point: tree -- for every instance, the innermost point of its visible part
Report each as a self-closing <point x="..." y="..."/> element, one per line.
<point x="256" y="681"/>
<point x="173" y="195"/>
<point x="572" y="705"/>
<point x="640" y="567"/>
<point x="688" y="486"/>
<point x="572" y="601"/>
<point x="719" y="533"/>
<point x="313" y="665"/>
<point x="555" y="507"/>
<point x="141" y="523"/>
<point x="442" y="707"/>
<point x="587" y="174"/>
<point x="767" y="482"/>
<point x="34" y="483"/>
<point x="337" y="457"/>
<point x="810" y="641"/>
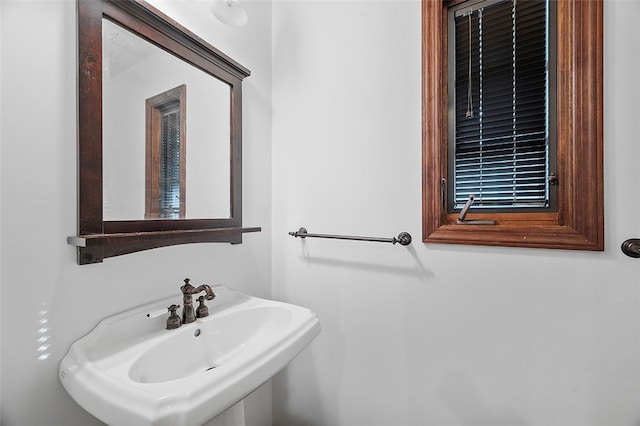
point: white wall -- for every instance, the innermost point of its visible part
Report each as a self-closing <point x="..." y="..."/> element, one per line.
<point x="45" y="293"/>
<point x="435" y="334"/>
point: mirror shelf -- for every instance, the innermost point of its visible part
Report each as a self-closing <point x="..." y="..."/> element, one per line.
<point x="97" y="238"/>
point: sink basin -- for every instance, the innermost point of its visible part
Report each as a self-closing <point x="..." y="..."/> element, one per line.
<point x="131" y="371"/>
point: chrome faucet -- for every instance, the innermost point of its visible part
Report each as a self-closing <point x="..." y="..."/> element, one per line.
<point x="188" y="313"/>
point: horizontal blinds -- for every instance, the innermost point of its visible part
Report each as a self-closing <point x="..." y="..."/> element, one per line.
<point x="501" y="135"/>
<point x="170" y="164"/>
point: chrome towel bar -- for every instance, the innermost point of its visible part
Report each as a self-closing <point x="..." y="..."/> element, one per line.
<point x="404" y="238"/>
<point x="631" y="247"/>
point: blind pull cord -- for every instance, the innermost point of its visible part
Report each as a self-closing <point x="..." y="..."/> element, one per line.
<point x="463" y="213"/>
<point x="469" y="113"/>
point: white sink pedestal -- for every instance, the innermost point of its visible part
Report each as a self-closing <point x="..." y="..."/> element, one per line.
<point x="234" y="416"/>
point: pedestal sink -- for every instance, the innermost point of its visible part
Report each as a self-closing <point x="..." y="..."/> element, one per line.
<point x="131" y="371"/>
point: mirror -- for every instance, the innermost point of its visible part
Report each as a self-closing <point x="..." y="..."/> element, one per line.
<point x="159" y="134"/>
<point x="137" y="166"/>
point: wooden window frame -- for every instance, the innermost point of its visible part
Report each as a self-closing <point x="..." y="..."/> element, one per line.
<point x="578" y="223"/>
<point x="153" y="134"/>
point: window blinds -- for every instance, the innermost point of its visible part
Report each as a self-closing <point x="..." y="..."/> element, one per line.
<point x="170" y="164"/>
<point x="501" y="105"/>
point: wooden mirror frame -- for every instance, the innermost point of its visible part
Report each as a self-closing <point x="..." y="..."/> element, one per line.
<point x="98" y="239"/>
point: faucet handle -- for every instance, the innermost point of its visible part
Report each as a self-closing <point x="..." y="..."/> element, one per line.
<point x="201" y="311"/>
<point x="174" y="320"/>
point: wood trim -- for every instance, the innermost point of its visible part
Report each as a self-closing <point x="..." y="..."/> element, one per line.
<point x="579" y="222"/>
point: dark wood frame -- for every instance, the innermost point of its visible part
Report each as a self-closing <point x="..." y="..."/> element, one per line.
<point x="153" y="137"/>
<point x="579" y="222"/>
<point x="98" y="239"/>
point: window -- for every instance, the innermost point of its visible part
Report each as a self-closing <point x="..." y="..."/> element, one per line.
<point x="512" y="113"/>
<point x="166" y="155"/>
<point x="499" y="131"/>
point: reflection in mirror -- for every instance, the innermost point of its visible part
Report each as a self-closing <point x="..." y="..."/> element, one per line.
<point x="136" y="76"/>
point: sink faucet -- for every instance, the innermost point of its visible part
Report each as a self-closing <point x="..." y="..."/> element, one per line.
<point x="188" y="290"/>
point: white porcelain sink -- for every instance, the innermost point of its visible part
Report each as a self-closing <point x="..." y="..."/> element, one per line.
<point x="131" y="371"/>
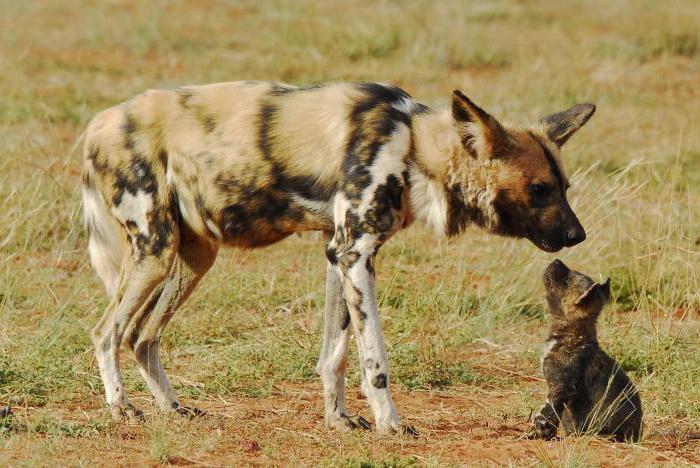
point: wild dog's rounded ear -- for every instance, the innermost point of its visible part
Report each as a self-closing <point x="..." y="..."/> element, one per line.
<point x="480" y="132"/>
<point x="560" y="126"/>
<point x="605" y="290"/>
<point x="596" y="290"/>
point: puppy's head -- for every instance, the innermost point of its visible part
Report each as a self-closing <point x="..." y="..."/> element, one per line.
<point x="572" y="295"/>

* * *

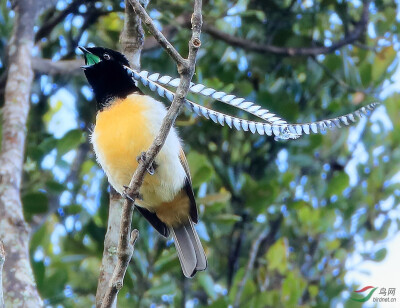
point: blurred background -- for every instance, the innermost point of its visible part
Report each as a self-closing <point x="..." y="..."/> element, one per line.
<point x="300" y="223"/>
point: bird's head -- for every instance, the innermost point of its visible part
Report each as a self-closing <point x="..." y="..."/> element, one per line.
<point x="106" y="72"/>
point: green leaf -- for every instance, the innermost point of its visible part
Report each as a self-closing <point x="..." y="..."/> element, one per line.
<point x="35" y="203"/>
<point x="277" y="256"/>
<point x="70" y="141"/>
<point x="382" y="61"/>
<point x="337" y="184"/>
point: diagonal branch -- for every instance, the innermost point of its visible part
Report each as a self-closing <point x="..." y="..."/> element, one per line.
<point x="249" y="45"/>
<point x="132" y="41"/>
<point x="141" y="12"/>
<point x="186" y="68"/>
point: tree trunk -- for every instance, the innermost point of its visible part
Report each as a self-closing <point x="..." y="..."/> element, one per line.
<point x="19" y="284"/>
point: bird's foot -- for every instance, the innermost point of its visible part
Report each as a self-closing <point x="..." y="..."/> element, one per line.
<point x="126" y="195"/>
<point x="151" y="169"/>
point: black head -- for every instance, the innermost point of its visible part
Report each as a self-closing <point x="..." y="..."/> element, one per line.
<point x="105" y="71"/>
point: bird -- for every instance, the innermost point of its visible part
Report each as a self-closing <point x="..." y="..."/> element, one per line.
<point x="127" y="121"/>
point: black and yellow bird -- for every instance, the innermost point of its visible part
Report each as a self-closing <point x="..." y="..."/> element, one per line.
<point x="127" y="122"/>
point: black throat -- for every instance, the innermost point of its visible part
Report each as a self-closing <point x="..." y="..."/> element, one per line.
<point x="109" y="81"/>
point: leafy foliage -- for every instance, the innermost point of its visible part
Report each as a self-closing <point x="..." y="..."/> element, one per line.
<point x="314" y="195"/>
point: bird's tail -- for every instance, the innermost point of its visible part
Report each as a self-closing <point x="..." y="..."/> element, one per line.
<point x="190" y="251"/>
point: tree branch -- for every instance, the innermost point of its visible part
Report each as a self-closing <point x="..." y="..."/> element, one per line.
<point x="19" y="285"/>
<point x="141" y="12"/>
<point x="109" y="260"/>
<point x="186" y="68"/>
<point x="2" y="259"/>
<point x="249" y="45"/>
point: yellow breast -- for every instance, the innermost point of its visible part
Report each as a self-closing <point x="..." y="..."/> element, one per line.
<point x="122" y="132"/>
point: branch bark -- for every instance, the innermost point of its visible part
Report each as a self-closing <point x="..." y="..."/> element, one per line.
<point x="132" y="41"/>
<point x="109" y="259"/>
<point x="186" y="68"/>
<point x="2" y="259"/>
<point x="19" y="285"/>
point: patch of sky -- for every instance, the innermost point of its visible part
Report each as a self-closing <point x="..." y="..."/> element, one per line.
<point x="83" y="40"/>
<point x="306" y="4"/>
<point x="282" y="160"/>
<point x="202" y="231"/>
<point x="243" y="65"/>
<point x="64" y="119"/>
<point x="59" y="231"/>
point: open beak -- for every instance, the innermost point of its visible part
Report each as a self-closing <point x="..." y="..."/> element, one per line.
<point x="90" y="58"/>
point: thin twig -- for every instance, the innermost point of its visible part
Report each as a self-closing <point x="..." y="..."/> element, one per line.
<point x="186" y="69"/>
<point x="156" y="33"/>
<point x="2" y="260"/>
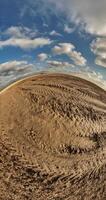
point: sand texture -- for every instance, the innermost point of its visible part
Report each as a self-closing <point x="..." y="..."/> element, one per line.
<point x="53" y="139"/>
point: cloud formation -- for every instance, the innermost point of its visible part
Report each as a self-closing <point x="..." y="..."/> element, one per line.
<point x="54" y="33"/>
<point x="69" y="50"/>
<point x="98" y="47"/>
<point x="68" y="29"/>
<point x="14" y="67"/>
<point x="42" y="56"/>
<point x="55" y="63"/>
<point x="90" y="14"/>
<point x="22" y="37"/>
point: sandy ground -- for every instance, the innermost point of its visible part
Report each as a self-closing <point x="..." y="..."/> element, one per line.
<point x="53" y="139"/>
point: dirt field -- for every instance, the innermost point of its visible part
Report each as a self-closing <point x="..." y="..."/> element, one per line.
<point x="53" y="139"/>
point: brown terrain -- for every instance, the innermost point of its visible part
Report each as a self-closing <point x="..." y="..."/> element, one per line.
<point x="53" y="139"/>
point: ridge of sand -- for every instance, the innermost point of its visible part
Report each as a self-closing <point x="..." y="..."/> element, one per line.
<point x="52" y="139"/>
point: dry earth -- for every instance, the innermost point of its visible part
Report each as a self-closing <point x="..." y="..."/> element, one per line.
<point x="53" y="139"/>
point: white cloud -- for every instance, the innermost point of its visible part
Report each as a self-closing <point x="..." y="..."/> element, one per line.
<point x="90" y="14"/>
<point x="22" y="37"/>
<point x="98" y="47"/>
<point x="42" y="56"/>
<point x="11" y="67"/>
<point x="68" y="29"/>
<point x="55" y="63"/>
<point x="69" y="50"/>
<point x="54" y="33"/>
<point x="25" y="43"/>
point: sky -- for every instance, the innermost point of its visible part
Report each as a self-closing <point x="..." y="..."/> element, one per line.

About this task >> Begin at the line in the entries above that has "point: thin twig", stop after the line that has "point: dry earth", and output exactly those lines without pictures.

Answer to the exercise >>
point: thin twig -- for every instance, the innermost point of its visible part
Report each as a self-closing <point x="..." y="..."/> element, one per line.
<point x="186" y="69"/>
<point x="156" y="33"/>
<point x="2" y="260"/>
point: sand texture -- for every instance, the innermost point of its visible part
Report each as a self-closing <point x="..." y="..."/> element, one per line.
<point x="53" y="139"/>
point: cloud formation -- for every instance, the innermost point of its visible part
Report each as a self-closing <point x="..." y="..."/> element, one per line.
<point x="54" y="33"/>
<point x="69" y="50"/>
<point x="98" y="47"/>
<point x="68" y="29"/>
<point x="14" y="67"/>
<point x="42" y="56"/>
<point x="55" y="63"/>
<point x="90" y="14"/>
<point x="22" y="37"/>
point: sandy ground -- for every instance, the innermost point of its visible part
Report each as a self-closing <point x="..." y="..."/> element, one per line.
<point x="53" y="139"/>
point: dirt field -- for every instance, the innermost point of its visible part
Report each as a self-closing <point x="..." y="..."/> element, one per line.
<point x="53" y="139"/>
point: brown terrain -- for every instance, the innermost point of its visible part
Report each as a self-closing <point x="..." y="..."/> element, one per line.
<point x="53" y="139"/>
point: ridge of sand -- for every instance, the innermost point of its visible part
Report each as a self-closing <point x="..." y="..."/> element, one per line.
<point x="52" y="139"/>
point: dry earth -- for every instance, the innermost point of its visible part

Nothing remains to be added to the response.